Work instruction >> Exact output of all the records is required.

:: Input data ::

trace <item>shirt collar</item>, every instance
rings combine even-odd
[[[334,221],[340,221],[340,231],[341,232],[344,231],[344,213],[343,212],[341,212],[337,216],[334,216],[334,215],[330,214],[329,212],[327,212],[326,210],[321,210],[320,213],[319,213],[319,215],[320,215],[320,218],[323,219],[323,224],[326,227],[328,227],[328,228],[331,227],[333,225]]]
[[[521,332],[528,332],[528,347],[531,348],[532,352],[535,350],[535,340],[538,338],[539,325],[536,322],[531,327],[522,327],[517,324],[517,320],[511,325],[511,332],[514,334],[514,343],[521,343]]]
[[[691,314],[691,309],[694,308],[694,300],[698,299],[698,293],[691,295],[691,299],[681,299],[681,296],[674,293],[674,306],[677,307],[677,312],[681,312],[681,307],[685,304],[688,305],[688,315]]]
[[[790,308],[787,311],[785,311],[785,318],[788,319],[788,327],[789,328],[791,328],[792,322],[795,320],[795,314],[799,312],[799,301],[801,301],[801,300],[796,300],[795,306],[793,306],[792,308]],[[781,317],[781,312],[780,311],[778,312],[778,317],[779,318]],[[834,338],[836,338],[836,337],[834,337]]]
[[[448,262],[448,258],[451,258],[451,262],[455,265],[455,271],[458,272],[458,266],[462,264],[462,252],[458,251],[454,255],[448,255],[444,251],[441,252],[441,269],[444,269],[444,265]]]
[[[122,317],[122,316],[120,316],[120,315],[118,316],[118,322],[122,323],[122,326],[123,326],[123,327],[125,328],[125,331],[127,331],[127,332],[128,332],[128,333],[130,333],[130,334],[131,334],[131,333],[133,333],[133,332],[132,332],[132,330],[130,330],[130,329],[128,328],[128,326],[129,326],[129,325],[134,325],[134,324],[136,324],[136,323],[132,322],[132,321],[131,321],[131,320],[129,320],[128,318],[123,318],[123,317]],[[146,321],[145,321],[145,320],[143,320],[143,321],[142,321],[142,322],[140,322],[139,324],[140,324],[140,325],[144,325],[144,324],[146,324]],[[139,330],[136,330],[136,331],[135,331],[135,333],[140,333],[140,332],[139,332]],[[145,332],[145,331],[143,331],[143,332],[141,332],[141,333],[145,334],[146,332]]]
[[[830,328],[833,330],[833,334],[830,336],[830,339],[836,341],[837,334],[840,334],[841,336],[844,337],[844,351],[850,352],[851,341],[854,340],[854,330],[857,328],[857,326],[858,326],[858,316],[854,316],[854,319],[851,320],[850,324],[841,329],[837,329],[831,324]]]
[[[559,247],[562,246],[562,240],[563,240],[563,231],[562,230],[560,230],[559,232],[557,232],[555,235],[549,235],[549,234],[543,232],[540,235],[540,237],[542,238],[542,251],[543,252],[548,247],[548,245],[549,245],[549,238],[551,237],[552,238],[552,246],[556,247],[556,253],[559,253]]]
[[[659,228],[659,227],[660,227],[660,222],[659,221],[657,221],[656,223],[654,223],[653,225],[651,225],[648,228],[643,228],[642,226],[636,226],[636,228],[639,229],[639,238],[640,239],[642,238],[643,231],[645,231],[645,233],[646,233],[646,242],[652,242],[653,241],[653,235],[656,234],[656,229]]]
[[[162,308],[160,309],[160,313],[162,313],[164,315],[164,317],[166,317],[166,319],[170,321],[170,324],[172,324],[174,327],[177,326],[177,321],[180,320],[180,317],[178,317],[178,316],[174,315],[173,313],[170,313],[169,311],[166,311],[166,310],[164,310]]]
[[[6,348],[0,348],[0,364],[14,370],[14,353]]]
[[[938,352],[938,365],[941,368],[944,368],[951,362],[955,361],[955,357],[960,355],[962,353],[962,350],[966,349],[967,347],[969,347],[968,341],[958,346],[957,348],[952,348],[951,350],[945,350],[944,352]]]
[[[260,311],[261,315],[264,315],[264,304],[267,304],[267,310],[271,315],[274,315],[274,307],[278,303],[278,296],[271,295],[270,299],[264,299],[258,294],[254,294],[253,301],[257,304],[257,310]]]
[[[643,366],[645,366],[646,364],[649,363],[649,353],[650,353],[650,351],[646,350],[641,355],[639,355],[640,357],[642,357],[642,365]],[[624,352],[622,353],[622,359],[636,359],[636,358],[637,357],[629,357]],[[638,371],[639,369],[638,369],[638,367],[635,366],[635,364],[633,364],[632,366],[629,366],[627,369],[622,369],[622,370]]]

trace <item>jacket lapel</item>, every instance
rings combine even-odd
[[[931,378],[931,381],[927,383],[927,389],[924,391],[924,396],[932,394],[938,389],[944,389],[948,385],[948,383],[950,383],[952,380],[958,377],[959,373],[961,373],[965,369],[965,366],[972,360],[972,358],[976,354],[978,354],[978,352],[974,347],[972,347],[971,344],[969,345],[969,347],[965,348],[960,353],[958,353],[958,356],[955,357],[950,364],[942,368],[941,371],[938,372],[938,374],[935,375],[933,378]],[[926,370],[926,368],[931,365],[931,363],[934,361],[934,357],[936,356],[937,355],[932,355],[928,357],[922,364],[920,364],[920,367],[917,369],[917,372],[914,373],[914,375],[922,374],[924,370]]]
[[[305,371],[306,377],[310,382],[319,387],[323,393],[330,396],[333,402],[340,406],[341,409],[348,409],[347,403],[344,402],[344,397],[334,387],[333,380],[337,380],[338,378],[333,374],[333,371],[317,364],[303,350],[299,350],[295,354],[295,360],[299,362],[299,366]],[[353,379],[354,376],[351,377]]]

:::

Output of the exercise >>
trace <item>shirt collar</item>, every instance
rings combine even-odd
[[[334,221],[340,221],[340,231],[341,232],[344,231],[344,213],[343,212],[341,212],[337,216],[334,216],[334,215],[330,214],[329,212],[327,212],[326,210],[321,210],[320,213],[319,213],[319,215],[320,215],[320,218],[323,219],[323,224],[326,227],[328,227],[328,228],[331,227],[333,225]]]
[[[521,332],[528,332],[528,347],[531,348],[532,352],[535,350],[535,340],[538,338],[539,325],[536,322],[531,327],[522,327],[517,324],[517,320],[511,325],[511,332],[514,334],[514,343],[521,343]]]
[[[691,314],[691,309],[694,308],[694,300],[698,299],[698,293],[691,295],[691,299],[681,299],[681,296],[674,293],[674,306],[677,307],[677,312],[681,312],[681,307],[685,304],[688,305],[688,315]]]
[[[790,308],[787,311],[785,311],[785,318],[788,319],[788,327],[789,328],[791,328],[792,322],[795,320],[795,314],[799,312],[799,301],[801,301],[801,300],[796,300],[795,306],[793,306],[792,308]],[[781,317],[781,312],[780,311],[778,312],[778,317],[779,318]],[[834,338],[836,338],[836,337],[834,337]]]
[[[448,262],[448,258],[451,258],[451,262],[455,265],[455,271],[458,272],[458,266],[462,264],[462,252],[458,251],[454,255],[448,255],[444,251],[441,252],[441,269],[444,269],[444,265]]]
[[[122,317],[122,316],[120,316],[120,315],[118,316],[118,322],[122,323],[122,326],[123,326],[123,327],[125,328],[125,331],[127,331],[127,332],[128,332],[128,333],[130,333],[130,334],[131,334],[131,333],[133,333],[133,332],[132,332],[132,330],[130,330],[130,329],[128,328],[128,326],[129,326],[129,325],[134,325],[134,324],[136,324],[136,323],[132,322],[132,321],[131,321],[131,320],[129,320],[128,318],[123,318],[123,317]],[[146,321],[145,321],[145,320],[143,320],[143,321],[142,321],[142,322],[140,322],[139,324],[140,324],[140,325],[144,325],[144,324],[146,324]],[[139,330],[136,330],[136,331],[135,331],[135,333],[140,333],[140,332],[139,332]],[[145,332],[145,331],[143,331],[143,332],[141,332],[141,333],[145,334],[146,332]]]
[[[830,328],[833,330],[833,334],[830,336],[830,339],[836,341],[837,334],[840,334],[841,336],[844,337],[844,351],[850,352],[851,341],[854,340],[854,330],[857,328],[857,326],[858,326],[858,316],[854,316],[854,319],[851,320],[850,324],[841,329],[837,329],[831,324]]]
[[[559,247],[562,246],[562,240],[563,240],[563,231],[562,230],[560,230],[559,232],[557,232],[555,235],[549,235],[549,234],[543,232],[540,235],[540,237],[542,238],[542,251],[543,252],[548,247],[548,245],[549,245],[549,238],[551,237],[552,238],[552,246],[556,247],[556,253],[559,253]]]
[[[659,228],[659,227],[660,227],[660,222],[659,221],[657,221],[656,223],[654,223],[653,225],[651,225],[648,228],[643,228],[642,226],[636,226],[636,228],[639,229],[639,238],[640,239],[642,238],[643,231],[645,231],[645,233],[646,233],[646,242],[652,242],[653,241],[653,235],[656,234],[656,229]]]
[[[162,308],[160,309],[160,313],[162,313],[164,315],[164,317],[166,317],[166,319],[170,321],[170,324],[172,324],[174,327],[177,326],[177,321],[180,320],[180,317],[178,317],[178,316],[174,315],[173,313],[170,313],[169,311],[166,311],[166,310],[164,310]]]
[[[6,348],[0,348],[0,364],[14,370],[14,353]]]
[[[938,352],[938,365],[941,368],[944,368],[951,362],[955,361],[955,357],[960,355],[962,353],[962,350],[966,349],[967,347],[969,347],[968,341],[958,346],[957,348],[952,348],[951,350],[945,350],[944,352]]]
[[[260,311],[261,315],[264,315],[264,304],[267,304],[267,310],[271,315],[274,315],[274,307],[278,303],[278,296],[271,295],[270,299],[264,299],[258,294],[254,294],[253,301],[257,304],[257,310]]]
[[[643,366],[645,366],[646,364],[649,363],[649,353],[650,353],[650,351],[646,350],[641,355],[639,355],[640,357],[642,357],[642,365]],[[624,352],[622,353],[622,359],[636,359],[636,358],[637,357],[629,357]],[[638,371],[639,369],[638,369],[638,367],[635,366],[635,364],[633,364],[632,366],[629,366],[627,369],[622,369],[622,370]]]

trace <item>jacket lapel</item>, every instance
rings combine even-odd
[[[931,378],[931,381],[927,383],[927,389],[924,391],[924,396],[932,394],[938,389],[944,389],[948,385],[948,383],[950,383],[952,380],[958,377],[959,373],[961,373],[965,369],[965,366],[972,360],[972,358],[976,354],[978,354],[978,352],[974,347],[972,347],[971,344],[969,345],[969,347],[965,348],[960,353],[958,353],[958,356],[955,357],[950,364],[942,368],[941,371],[938,372],[938,374],[935,375],[933,378]],[[926,370],[926,368],[931,365],[931,363],[934,361],[934,357],[936,356],[937,355],[932,355],[928,357],[922,364],[920,364],[920,367],[917,369],[917,372],[914,373],[914,375],[922,374],[924,370]]]
[[[305,371],[306,377],[310,382],[319,387],[323,393],[330,396],[333,402],[340,406],[341,409],[348,409],[347,403],[344,402],[344,397],[334,387],[333,380],[337,380],[338,378],[333,374],[333,371],[317,364],[303,350],[299,350],[295,354],[295,360],[299,362],[299,366]],[[353,379],[354,376],[351,377]]]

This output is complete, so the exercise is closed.